Please reproduce all of the entries below word for word, leaving out the pictures.

---------- Material provided

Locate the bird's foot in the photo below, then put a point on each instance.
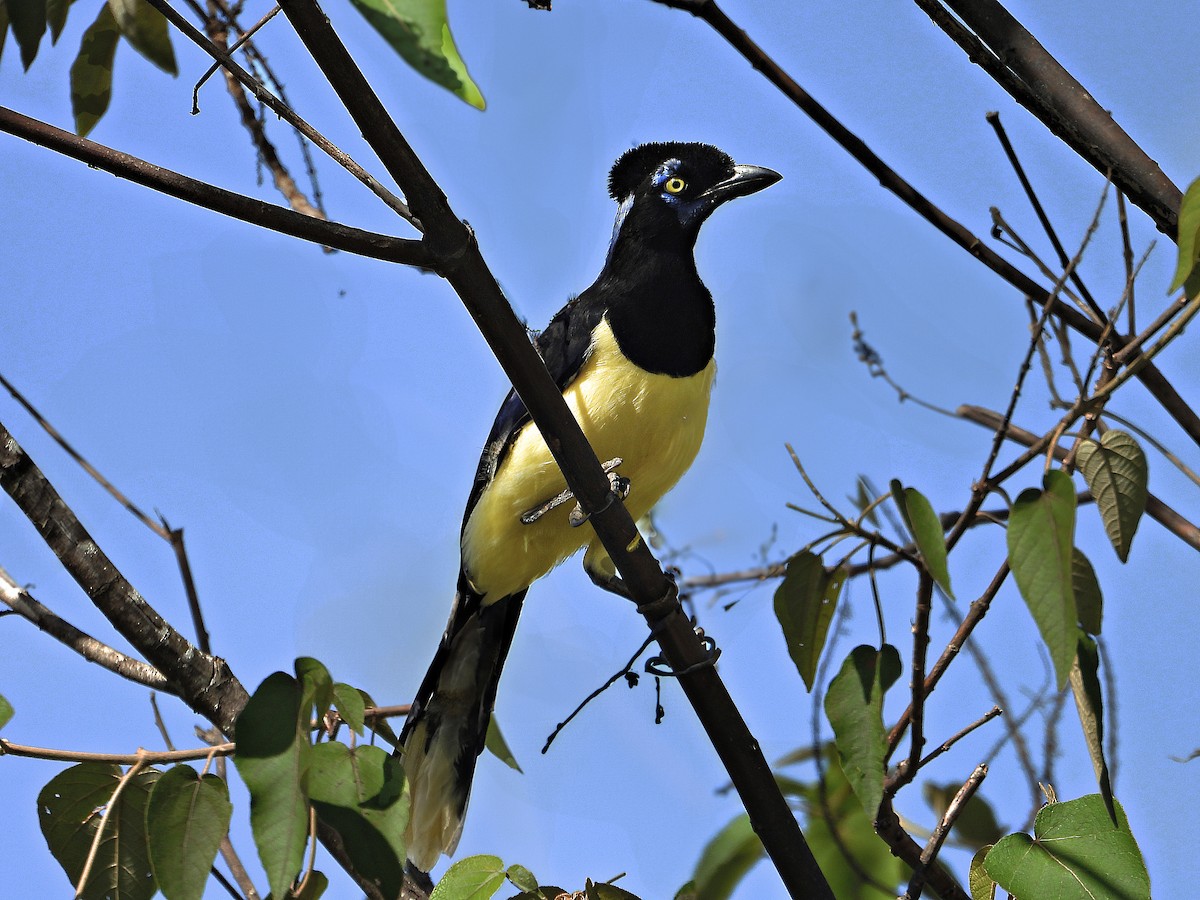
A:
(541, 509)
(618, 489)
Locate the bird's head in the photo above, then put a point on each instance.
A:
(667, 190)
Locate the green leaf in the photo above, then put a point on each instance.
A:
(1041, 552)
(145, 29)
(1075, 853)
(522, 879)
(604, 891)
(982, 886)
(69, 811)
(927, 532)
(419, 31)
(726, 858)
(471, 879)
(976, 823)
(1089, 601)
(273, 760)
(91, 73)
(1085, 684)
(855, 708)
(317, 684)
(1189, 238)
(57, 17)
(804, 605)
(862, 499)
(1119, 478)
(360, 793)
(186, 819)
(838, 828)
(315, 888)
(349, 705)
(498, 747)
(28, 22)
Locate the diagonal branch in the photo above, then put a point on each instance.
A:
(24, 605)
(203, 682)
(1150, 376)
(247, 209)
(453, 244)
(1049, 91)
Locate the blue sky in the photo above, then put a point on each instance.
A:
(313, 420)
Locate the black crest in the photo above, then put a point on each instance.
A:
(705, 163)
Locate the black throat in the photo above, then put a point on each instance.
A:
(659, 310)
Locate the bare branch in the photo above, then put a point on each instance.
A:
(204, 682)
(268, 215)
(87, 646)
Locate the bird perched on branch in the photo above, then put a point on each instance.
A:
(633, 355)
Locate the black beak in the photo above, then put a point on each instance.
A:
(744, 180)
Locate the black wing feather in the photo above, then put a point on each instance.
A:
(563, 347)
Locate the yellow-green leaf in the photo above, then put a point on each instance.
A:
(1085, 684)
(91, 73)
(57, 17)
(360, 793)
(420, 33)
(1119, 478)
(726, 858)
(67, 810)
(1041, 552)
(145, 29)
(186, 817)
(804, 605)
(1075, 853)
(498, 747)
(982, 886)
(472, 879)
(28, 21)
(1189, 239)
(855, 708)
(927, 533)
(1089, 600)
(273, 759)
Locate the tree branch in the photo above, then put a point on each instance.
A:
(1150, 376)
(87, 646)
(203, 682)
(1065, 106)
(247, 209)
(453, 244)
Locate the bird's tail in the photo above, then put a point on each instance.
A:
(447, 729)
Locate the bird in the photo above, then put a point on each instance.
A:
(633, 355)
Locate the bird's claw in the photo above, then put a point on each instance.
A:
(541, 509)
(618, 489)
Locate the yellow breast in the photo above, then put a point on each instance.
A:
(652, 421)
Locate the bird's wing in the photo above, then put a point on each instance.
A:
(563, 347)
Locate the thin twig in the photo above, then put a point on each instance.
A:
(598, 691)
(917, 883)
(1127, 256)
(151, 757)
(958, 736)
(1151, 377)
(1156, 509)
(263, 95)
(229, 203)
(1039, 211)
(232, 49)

--------------------

Solution for this exercise:
Locate the bird's foot in the photo below, then put a point on each instance.
A:
(541, 509)
(618, 489)
Locate the bird's head in the photo above, then put a point on each instance.
A:
(667, 190)
Locate the green leaf in the photo above, then put a point on each instance.
A:
(1041, 552)
(145, 29)
(1075, 853)
(522, 879)
(604, 891)
(982, 886)
(69, 811)
(927, 532)
(419, 31)
(726, 858)
(471, 879)
(976, 823)
(1089, 601)
(273, 760)
(91, 73)
(1085, 684)
(855, 708)
(317, 684)
(1189, 238)
(57, 17)
(804, 605)
(862, 499)
(1119, 478)
(360, 793)
(186, 819)
(838, 828)
(315, 888)
(349, 705)
(498, 747)
(28, 22)
Locate the diagonal branch in the photo above, then put a point on each instance.
A:
(24, 605)
(203, 682)
(1150, 376)
(247, 209)
(453, 244)
(1049, 91)
Locate the blue sky in the photo above, then put a point on each instance.
A:
(313, 420)
Locate the black crest in the photo above, then put a point on each instance.
A:
(705, 163)
Locate the black throat in the photo above, then put a point on each instance.
A:
(659, 310)
Locate the bare branch in the photo above, then put a point on each instance.
A:
(204, 682)
(268, 215)
(87, 646)
Locate the bird perched on branch in the photo above, then put a point on each instance.
A:
(633, 355)
Locate the black beak in the photo above, then put a point on each instance.
A:
(744, 180)
Locate the black wing feather in the photo above, then put a point on each instance.
A:
(563, 347)
Locate the yellow-green leaf in the photo above, then put a point on each instance.
A:
(1085, 684)
(91, 73)
(57, 17)
(360, 793)
(420, 33)
(1119, 478)
(726, 858)
(67, 810)
(1041, 552)
(145, 29)
(186, 817)
(804, 605)
(1075, 853)
(498, 747)
(982, 886)
(472, 879)
(28, 21)
(1189, 239)
(855, 708)
(927, 533)
(1089, 600)
(273, 759)
Locate the tree branch in the photo above, then put a point on each instance.
A:
(1150, 376)
(87, 646)
(203, 682)
(1065, 106)
(247, 209)
(453, 244)
Locate the bird's tail in the photo above, then put a point on each instance.
A:
(447, 729)
Locate the bird in the photo above, then put a point on each instance.
A:
(633, 355)
Locate the bird's claw in the photo above, then put a point on each instance.
A:
(541, 509)
(618, 489)
Locate the yellow breast in the photo above, then put a point on each instance.
A:
(652, 421)
Locate the bird's wing in the photo above, then put a point on each instance.
A:
(563, 347)
Locate the thin twig in the photo above, then put a point on each instance.
A:
(598, 691)
(917, 883)
(1127, 256)
(151, 757)
(958, 736)
(1151, 377)
(1156, 509)
(263, 95)
(229, 203)
(1039, 211)
(232, 49)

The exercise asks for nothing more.